Problem details:
Render as a numbered list the lines of the material from the one containing "ocean liner -> outlines, every instance" through the one containing "107 122 L 114", both included, leaving out any blank lines.

....................

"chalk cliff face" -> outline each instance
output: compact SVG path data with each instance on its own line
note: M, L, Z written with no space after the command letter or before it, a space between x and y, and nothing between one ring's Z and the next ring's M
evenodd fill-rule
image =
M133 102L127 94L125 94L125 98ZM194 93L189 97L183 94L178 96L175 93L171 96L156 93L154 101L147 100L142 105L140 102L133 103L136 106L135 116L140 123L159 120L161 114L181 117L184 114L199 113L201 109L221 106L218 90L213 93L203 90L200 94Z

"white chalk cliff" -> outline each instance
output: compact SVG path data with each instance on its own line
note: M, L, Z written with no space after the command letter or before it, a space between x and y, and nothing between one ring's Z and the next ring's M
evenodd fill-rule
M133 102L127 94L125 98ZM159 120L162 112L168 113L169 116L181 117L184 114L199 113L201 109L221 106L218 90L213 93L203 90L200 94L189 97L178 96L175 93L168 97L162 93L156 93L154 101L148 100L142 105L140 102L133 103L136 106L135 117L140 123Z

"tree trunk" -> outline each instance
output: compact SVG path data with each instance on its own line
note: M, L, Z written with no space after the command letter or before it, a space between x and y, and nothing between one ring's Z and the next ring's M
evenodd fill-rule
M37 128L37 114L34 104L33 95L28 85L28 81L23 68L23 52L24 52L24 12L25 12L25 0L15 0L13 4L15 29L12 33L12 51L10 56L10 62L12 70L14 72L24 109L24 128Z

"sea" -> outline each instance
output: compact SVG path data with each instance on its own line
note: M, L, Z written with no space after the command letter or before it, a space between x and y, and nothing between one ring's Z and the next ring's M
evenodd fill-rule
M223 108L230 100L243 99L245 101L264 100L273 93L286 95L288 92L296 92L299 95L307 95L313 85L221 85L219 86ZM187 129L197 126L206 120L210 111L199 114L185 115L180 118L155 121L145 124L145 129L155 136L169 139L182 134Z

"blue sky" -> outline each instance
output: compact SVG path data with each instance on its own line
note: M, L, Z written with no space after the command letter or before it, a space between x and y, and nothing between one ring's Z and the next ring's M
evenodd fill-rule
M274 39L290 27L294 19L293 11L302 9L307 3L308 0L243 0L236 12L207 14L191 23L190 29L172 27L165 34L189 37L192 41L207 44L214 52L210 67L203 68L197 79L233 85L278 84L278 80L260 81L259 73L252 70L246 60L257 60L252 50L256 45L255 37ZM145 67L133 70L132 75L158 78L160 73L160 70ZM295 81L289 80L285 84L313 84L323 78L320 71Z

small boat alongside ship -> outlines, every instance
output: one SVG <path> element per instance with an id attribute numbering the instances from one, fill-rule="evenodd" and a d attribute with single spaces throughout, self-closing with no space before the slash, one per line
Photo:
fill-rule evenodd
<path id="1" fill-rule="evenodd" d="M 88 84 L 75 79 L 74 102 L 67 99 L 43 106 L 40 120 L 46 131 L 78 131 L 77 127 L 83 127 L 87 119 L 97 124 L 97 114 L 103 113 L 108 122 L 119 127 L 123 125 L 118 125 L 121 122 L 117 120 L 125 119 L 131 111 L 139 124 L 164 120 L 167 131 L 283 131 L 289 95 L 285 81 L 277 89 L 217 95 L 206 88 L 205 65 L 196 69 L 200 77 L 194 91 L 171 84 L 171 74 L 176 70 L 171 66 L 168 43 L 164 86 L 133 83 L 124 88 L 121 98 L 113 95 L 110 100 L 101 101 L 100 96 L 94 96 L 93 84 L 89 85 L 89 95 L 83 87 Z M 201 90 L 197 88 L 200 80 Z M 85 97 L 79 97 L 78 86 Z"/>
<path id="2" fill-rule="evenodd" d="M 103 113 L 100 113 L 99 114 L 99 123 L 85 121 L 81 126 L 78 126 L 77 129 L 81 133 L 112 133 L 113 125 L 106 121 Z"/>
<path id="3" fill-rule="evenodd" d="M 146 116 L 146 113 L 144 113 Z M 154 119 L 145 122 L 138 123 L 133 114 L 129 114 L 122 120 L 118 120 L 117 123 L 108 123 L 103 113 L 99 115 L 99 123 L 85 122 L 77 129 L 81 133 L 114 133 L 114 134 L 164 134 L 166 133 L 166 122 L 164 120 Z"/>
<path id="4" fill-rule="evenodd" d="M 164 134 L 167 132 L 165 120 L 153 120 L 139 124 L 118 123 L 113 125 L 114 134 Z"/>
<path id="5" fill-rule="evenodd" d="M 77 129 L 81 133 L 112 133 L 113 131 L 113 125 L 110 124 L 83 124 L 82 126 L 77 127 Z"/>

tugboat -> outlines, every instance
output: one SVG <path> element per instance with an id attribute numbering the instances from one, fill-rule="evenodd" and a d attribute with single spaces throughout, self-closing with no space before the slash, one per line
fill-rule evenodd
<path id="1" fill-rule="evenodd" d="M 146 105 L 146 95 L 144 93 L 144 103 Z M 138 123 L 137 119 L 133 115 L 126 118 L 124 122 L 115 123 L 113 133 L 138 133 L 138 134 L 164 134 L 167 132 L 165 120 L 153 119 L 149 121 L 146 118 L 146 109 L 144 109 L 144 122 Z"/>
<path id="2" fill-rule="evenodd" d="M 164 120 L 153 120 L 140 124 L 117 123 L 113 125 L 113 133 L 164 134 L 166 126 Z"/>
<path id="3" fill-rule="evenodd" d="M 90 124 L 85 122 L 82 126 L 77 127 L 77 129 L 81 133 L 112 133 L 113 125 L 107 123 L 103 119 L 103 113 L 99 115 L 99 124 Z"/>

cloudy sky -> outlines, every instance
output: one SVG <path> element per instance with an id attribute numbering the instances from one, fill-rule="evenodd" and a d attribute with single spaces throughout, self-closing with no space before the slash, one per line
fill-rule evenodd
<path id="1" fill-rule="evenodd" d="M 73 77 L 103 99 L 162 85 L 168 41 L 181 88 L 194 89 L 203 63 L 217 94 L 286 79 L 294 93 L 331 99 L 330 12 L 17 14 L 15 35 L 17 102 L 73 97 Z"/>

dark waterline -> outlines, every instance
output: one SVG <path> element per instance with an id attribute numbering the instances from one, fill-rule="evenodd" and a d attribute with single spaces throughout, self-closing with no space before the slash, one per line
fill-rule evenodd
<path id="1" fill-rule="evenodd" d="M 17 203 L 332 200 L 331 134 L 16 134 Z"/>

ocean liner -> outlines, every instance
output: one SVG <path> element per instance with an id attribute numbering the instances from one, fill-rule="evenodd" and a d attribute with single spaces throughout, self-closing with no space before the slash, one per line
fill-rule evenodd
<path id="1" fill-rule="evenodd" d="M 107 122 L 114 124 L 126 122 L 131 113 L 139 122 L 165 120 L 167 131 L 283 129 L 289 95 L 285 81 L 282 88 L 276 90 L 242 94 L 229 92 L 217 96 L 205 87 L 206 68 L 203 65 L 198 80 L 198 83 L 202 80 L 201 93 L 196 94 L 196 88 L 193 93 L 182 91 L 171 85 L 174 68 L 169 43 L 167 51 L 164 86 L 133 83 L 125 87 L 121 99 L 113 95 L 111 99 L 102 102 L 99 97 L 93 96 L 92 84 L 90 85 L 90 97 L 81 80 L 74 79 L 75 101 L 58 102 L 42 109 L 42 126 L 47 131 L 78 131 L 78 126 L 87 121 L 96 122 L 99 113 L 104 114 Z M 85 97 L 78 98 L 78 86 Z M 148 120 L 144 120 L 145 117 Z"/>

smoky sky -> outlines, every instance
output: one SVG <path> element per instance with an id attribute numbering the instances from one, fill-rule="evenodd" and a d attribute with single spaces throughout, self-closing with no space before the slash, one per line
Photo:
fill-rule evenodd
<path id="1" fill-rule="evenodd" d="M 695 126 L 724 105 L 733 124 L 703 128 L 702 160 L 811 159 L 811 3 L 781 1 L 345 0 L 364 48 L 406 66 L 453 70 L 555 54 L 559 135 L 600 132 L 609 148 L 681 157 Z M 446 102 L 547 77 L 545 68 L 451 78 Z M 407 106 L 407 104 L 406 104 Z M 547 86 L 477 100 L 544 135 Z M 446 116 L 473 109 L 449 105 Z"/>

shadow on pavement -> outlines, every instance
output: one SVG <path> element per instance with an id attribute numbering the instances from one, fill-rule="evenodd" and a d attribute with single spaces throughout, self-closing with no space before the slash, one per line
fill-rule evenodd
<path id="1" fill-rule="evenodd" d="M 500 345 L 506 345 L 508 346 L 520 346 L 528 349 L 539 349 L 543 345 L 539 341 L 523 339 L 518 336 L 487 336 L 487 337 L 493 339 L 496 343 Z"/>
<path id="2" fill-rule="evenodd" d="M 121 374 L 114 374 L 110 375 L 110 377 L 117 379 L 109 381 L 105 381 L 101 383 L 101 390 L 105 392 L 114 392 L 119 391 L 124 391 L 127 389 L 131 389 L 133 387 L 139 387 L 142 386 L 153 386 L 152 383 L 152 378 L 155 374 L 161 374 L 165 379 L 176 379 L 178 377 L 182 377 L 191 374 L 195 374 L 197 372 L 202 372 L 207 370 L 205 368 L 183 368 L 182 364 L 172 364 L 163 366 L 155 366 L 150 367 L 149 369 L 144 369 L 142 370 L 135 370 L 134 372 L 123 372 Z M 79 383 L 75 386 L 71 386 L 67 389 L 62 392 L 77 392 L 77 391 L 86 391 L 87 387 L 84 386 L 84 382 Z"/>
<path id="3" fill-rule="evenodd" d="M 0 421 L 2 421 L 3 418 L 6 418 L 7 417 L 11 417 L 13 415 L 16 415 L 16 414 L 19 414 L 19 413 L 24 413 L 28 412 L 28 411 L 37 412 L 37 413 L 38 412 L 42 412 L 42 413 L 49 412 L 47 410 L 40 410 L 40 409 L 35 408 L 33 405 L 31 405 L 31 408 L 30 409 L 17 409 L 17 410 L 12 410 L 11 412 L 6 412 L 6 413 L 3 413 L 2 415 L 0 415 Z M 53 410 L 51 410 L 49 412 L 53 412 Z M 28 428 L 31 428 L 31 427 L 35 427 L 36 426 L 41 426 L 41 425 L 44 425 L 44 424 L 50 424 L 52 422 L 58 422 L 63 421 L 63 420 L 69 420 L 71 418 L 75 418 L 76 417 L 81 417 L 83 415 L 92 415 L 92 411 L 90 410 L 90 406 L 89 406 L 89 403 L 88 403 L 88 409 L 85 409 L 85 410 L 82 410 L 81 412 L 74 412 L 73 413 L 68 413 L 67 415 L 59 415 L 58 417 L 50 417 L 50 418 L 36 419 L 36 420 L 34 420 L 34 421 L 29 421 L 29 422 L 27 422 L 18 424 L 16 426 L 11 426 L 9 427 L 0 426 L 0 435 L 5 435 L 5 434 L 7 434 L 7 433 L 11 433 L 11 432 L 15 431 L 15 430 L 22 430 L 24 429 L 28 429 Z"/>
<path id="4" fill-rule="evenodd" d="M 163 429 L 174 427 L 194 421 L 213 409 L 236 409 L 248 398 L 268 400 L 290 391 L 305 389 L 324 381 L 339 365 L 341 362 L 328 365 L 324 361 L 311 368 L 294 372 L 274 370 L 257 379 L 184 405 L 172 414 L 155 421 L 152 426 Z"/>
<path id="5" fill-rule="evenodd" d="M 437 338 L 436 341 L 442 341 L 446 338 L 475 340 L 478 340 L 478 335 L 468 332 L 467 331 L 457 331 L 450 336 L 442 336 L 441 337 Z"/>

....................

Solution to this exercise:
1. ocean liner -> outlines, every instance
2. output: one SVG <path> element per instance with an id attribute numbering the instances from one, fill-rule="evenodd" and a d attribute with single spaces throughout, self-closing with no space before the slash, one per line
3. fill-rule evenodd
4. <path id="1" fill-rule="evenodd" d="M 107 122 L 114 124 L 126 122 L 131 113 L 139 122 L 165 120 L 167 131 L 283 129 L 289 95 L 285 81 L 282 88 L 276 90 L 242 94 L 229 92 L 217 96 L 205 87 L 206 68 L 203 65 L 198 80 L 198 83 L 202 80 L 201 93 L 196 94 L 196 88 L 193 93 L 182 91 L 171 85 L 174 68 L 169 43 L 167 51 L 164 86 L 133 83 L 125 87 L 121 99 L 113 95 L 111 99 L 102 102 L 99 97 L 93 96 L 92 84 L 90 85 L 90 97 L 81 80 L 74 79 L 75 101 L 58 102 L 42 109 L 42 126 L 47 131 L 78 131 L 78 126 L 87 121 L 96 122 L 99 113 L 104 114 Z M 85 97 L 78 98 L 78 86 Z M 148 120 L 144 120 L 145 117 Z"/>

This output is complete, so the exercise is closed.